- [EXCERPT PROVIDED]
In this week's edition of Science Weekly, obesity research has the main role but there are other intriguing topics investigated by scientists too. Like how your gut is more protected after a foodborne disease, how eating alone affects heart health, or what you and your clients do with your nutrition to reduce your carbon footprint without going vegetarian or vegan.
How foodborne diseases protect the gut's nervous system
Prior infections appear to shield enteric neurons, preventing these key components of the body's 'second brain' from dying off when future pathogens strike.
Source: Rockefeller University
The 5:2 diet: A good choice for gestational diabetes
Weight loss after gestational diabetes can prevent the onset of type 2 diabetes. Yet finding the most effective way to lose weight and keep it off can be a challenge, especially for mothers with a new baby. Now, new research suggests that the popular 5:2 or intermittent fasting diet is just as effective as a conventional energy-restricting diet, enabling women greater choice and flexibility when it comes to weight loss.
Source: University of South Australia
Potential strategy for fighting obesity
Lab safely replicates weight-loss benefits of plant linked to harmful side effects
Scientists may have identified a method of safely mimicking the weight-loss benefits of a plant compound that -- despite its harmful side effects -- hold critical answers to developing therapies for obesity.
Source: UT Southwestern Medical Center
Brain reveals the risk for developing obesity
Obesity risk factors of family background are associated with changes in the brain function, finds a new study. The results show that the function of neural networks regulating satiety and appetite is altered already before a person develops obesity.

- [TASKS TO PERFORM]
a: Rewrite the Science Weekly edition between "Source: University of" and "person develops obesity.", inclusive, replacing "satiety" with "fullness".
b: List every institution that the Science Weekly edition names as a source.

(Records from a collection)
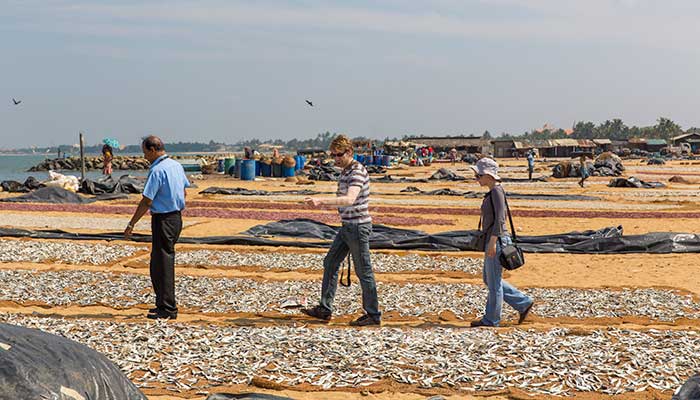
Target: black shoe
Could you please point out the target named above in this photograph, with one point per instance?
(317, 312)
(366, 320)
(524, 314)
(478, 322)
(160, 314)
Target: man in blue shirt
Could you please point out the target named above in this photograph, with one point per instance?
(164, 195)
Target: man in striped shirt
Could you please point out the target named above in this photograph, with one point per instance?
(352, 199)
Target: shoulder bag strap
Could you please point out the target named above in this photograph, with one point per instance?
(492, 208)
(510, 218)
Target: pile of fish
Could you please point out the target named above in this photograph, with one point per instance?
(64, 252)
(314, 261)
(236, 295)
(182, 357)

- [SET OF ANSWERS]
a:
Source: University of South Australia
Potential strategy for fighting obesity
Lab safely replicates weight-loss benefits of plant linked to harmful side effects
Scientists may have identified a method of safely mimicking the weight-loss benefits of a plant compound that -- despite its harmful side effects -- hold critical answers to developing therapies for obesity.
Source: UT Southwestern Medical Center
Brain reveals the risk for developing obesity
Obesity risk factors of family background are associated with changes in the brain function, finds a new study. The results show that the function of neural networks regulating fullness and appetite is altered already before a person develops obesity.

b:
Rockefeller University
University of South Australia
UT Southwestern Medical Center